--- WHAT YOU NEED TO DO ---
Track down every line below that holds "bowl" and copy it.

☆ ☆ ☆ ☆ ☆

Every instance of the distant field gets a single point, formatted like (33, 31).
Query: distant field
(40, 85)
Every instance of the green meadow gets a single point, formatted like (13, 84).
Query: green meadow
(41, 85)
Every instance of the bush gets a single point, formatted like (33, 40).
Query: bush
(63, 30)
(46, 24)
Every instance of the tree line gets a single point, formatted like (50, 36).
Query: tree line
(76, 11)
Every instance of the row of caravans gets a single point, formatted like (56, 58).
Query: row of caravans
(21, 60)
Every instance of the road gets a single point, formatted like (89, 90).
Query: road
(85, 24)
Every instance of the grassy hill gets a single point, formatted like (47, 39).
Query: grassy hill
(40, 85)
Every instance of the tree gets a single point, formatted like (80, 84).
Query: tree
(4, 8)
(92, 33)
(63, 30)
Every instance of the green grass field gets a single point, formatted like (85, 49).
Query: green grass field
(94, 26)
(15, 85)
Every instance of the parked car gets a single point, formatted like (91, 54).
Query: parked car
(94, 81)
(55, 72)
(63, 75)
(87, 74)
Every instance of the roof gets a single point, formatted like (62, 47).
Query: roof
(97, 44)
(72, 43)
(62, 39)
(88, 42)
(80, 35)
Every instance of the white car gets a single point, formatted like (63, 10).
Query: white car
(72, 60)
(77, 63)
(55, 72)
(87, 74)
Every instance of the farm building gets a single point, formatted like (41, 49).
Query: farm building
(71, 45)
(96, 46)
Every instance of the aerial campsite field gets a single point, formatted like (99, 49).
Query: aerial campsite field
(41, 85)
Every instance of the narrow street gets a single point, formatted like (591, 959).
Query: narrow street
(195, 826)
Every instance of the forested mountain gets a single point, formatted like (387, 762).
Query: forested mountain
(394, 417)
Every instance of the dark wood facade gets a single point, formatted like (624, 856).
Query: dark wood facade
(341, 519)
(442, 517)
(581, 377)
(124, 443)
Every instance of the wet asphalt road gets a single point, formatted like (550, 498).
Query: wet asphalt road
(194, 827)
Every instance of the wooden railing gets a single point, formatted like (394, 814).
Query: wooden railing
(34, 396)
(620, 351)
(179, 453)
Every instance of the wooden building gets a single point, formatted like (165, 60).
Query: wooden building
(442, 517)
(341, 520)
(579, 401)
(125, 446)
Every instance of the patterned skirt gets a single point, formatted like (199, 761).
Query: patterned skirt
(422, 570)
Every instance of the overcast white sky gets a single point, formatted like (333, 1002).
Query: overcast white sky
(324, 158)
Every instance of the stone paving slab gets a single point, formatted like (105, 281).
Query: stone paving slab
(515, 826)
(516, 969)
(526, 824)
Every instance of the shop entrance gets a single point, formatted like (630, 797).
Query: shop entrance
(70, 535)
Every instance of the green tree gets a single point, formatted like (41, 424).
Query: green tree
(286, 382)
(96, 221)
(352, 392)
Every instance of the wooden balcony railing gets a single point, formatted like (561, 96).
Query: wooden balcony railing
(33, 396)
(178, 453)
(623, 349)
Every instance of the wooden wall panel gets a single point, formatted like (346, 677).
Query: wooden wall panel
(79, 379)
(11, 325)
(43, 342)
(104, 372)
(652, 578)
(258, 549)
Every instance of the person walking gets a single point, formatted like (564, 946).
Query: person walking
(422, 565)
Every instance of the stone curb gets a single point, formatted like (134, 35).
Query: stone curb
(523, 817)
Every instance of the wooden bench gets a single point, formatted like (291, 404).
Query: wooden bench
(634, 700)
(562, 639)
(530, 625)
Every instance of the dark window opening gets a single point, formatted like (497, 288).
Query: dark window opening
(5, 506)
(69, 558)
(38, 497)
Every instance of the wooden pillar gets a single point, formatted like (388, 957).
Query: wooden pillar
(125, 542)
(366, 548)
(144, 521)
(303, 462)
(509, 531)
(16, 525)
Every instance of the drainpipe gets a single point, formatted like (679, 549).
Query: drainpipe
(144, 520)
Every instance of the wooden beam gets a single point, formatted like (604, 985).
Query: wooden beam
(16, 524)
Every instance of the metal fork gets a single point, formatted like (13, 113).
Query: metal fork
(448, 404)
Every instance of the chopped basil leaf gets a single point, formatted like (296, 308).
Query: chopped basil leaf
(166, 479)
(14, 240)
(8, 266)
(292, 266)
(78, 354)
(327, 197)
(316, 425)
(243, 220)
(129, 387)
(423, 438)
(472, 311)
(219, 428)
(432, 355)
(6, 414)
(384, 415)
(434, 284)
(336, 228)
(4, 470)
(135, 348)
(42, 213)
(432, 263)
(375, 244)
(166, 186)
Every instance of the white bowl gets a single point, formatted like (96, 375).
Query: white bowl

☆ ☆ ☆ ☆ ☆

--- EXERCISE ANSWER ---
Every instance of the white bowl gets a single point, formatted like (96, 375).
Query: white bowl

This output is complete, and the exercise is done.